## WORK REQUEST
Please copy the trivia list below word for word, from "51. There are" to "was in 1769.".

## EXCERPT

○ ○ ○ ○ ○ ○ ○

46. The pigment gene SLC45A2 causes tigers to be white.
47. It's not the "Spending Review", it's the "Spending Round".
48. The French had no official word for French kissing… until now. It's "galocher".
49. The film Life of Brian remains banned in parts of Germany, but only on Good Friday.
50. Ampersand was once an actual letter which followed the letter Z in the Latin alphabet.
51. There are only two escalators in the entire state of Wyoming. Elevators are more commonly used.
52. The Eurythmics' Sweet Dreams is the most frequently misquoted song in the UK.
53. McDonald's drive-thru staff won't serve people on horseback.
54. You could drive on the left or right in the Austro-Hungarian Empire.
55. The least common PIN code is 8068.
56. Bookshop customers are six times more likely to buy romance or cookery titles when they can smell chocolate.
57. Scientists still don't really know how bicycles work.
58. Women who fear being forced to marry abroad are advised to hide a spoon in their underwear.
59. There's a Kenyan tradition of running naked at night.
60. The first recorded incorrect use of the word "literally" was in 1769.

○ ○ ○ ○ ○ ○ ○

## DATA SUPPLIED
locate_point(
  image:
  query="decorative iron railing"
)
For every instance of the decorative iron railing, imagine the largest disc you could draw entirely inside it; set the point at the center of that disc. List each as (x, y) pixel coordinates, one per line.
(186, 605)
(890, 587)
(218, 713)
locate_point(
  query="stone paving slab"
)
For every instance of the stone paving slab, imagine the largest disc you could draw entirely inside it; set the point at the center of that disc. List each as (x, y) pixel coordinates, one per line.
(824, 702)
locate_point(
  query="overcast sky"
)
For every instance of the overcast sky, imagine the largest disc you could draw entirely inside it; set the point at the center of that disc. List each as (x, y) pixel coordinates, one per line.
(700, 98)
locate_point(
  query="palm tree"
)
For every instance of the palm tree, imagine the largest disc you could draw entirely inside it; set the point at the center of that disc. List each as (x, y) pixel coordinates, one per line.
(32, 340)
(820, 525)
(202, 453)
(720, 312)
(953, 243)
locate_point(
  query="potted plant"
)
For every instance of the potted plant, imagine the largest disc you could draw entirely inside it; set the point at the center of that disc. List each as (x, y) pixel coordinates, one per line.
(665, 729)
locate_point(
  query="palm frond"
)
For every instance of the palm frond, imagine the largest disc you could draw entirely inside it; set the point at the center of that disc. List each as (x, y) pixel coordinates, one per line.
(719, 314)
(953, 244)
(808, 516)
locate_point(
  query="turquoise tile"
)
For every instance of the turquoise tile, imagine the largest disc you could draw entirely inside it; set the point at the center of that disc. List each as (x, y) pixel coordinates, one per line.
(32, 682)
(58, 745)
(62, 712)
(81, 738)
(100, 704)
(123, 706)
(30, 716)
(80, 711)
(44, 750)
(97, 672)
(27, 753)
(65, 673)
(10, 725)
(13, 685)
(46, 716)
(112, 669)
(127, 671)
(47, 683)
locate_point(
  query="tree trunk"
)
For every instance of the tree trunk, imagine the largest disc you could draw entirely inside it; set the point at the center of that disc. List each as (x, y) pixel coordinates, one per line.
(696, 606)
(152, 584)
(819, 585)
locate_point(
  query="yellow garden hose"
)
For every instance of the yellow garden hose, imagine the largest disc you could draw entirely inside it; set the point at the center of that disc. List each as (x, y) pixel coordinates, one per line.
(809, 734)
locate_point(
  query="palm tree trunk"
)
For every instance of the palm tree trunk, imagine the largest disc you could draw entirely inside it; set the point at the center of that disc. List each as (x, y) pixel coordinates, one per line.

○ ○ ○ ○ ○ ○ ○

## EXPECTED ANSWER
51. There are only two escalators in the entire state of Wyoming. Elevators are more commonly used.
52. The Eurythmics' Sweet Dreams is the most frequently misquoted song in the UK.
53. McDonald's drive-thru staff won't serve people on horseback.
54. You could drive on the left or right in the Austro-Hungarian Empire.
55. The least common PIN code is 8068.
56. Bookshop customers are six times more likely to buy romance or cookery titles when they can smell chocolate.
57. Scientists still don't really know how bicycles work.
58. Women who fear being forced to marry abroad are advised to hide a spoon in their underwear.
59. There's a Kenyan tradition of running naked at night.
60. The first recorded incorrect use of the word "literally" was in 1769.